This time Generico returns the favor, to Reseda’s delight, and Kevin exits, still laughing.
It’s a double rejection, but there’s hope of something more. They were able to work together, at least: surely that’s progress. That one transcendent moment of connection, that has to mean something.
It’s August, 2017. Japan’s morning is North America’s evening, so I’m in the middle of my breakfast scone at my habitual coffeeshop when wrestling Twitter goes mad: incoherent shocked messages streaming onto my timeline: Kevin and Sami? Montreal show teamup? What?!!?
We all start to sort the reports out, piece together the freaked-out tweets and the blurry cell videos. Sami had a match against WWE champion Jinder Mahal, and came to the ring accompanied by local legend and first Intercontinental champion Pat Patterson. Mahal, for his part, brought along the Singh Brothers, his two flunkies who constantly interfere in his matches. The Singhs helped Mahal get the win and started to beat down Sami, then began to harass Patterson, who had jumped up onto the apron to confront them.
And then Kevin showed up at the top of the ramp.
The crowd’s cheers crescendoed as Kevin ran down the ramp, jumped into the ring, and destroyed both of the Singh brothers. Sami finally got to his feet and found himself face to face with Kevin in a tense standoff that looked like it was going to break down into violence–until Mahal tried to jump them, only to receive a beautiful twinned kick to the face and then a simultaneous attack that knocked him over the ropes. As one of the crumpled Singhs staggered to his feet, Sami Helluva kicked him, then looked back over his shoulder at Kevin.
The crowd went berserk, because they could all suddenly see what was going to happen, how these two finishing moves, Sami’s kick and Kevin’s powerbomb, could fit together into one ending. When Sami tossed Singh into Kevin’s powerbomb, everyone jumped for joy; and even though there was no reconciliation, even though it ended only in Kevin backing off and walking away, still. Still.

---------------

— WRITTEN REQUEST 1 —
Return every line of the records that contains the string "shopping". Treat case as significant.
These records are unrelated to the wrestling passage.

Dataset excerpt:
---------------

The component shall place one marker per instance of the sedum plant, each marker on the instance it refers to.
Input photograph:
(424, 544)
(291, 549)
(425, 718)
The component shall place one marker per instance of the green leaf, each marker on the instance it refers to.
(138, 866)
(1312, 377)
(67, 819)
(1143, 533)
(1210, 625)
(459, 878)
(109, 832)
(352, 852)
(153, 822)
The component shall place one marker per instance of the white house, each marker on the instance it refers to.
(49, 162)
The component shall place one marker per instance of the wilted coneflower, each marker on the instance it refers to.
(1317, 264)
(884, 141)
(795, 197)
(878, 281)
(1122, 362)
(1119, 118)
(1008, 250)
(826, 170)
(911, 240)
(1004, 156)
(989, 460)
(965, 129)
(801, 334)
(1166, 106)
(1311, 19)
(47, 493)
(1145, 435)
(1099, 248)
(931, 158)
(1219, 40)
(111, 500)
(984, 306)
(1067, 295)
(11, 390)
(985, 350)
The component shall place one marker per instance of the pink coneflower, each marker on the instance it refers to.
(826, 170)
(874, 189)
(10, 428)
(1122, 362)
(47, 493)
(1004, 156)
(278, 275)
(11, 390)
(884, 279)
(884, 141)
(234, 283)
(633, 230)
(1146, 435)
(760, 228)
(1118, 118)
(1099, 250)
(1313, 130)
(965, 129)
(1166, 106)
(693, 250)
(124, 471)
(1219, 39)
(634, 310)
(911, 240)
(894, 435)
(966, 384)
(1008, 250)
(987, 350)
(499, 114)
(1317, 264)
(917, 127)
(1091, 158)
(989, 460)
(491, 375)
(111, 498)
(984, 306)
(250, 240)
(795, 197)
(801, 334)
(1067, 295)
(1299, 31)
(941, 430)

---------------

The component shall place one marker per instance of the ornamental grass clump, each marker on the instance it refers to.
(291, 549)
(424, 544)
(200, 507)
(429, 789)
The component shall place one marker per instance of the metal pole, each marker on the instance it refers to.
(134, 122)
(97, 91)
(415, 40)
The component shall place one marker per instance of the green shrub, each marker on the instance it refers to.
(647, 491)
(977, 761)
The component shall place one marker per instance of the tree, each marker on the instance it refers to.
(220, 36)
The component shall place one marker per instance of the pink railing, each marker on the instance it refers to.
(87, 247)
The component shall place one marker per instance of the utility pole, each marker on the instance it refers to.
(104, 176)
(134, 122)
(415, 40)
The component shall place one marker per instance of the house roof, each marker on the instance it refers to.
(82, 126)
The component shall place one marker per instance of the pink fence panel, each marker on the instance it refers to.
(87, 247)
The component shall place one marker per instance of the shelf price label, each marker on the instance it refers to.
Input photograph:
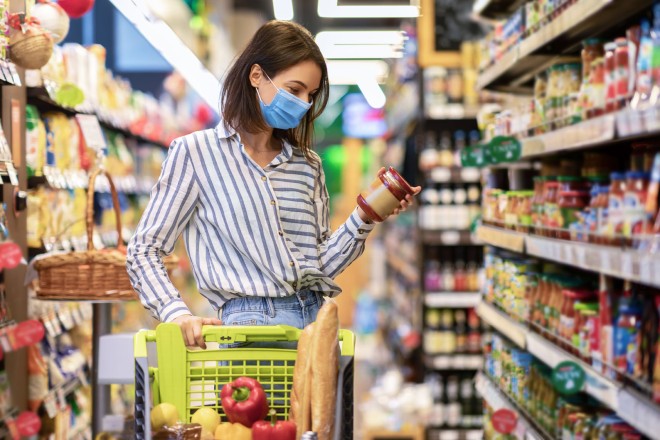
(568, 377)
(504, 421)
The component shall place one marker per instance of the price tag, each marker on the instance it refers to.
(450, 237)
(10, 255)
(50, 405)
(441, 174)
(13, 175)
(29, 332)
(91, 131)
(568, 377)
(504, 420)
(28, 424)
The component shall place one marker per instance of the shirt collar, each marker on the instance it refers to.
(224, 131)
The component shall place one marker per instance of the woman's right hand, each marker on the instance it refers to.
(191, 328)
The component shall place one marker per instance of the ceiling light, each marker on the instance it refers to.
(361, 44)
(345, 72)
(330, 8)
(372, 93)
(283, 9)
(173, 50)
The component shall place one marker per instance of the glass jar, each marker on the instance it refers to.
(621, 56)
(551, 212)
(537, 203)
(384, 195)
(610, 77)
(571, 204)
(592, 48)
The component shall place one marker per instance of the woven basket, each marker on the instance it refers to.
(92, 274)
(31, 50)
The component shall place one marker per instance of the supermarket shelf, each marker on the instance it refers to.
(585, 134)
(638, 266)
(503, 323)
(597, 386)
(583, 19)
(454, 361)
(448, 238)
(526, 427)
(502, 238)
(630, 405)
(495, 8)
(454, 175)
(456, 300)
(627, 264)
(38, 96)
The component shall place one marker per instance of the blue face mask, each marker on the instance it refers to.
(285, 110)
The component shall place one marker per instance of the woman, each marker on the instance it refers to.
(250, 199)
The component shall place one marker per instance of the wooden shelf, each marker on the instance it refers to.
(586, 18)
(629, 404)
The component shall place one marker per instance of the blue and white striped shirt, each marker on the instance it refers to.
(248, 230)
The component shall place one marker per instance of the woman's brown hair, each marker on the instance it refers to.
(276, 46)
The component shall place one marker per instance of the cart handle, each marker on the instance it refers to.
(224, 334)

---------------

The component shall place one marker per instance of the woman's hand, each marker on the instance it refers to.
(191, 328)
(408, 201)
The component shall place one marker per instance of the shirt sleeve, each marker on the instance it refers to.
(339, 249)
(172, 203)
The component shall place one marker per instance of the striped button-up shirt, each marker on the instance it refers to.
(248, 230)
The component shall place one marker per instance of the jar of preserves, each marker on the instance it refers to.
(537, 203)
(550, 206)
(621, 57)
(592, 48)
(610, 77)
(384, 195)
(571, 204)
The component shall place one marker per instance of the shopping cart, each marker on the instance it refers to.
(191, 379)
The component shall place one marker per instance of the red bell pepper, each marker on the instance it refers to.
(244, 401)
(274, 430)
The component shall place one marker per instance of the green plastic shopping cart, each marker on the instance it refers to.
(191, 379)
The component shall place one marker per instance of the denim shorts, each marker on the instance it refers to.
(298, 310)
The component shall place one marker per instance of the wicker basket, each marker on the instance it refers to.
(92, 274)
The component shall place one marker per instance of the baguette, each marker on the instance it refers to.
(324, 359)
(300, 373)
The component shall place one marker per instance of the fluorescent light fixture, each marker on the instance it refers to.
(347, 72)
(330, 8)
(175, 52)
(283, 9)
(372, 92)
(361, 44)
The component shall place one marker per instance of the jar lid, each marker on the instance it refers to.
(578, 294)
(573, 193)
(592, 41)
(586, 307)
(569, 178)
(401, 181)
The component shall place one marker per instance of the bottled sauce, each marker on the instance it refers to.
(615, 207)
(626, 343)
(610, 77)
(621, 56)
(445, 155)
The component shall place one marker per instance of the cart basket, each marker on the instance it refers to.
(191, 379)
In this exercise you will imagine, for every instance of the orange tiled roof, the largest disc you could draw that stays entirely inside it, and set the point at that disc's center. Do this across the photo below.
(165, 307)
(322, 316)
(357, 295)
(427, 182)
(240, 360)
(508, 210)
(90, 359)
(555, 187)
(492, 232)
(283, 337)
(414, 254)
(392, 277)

---------------

— WRITTEN REQUEST 2 —
In the wrestling passage, who came to the ring with Sami for his match against Jinder Mahal?

— PROBLEM SOLUTION 1 —
The component shall place one marker per instance of the shopping cart, each marker on the instance it refers to.
The component shall place one marker per instance of the green plastic shopping cart, each marker on the instance it refers to.

— PROBLEM SOLUTION 2 —
Pat Patterson, the local legend and first Intercontinental champion.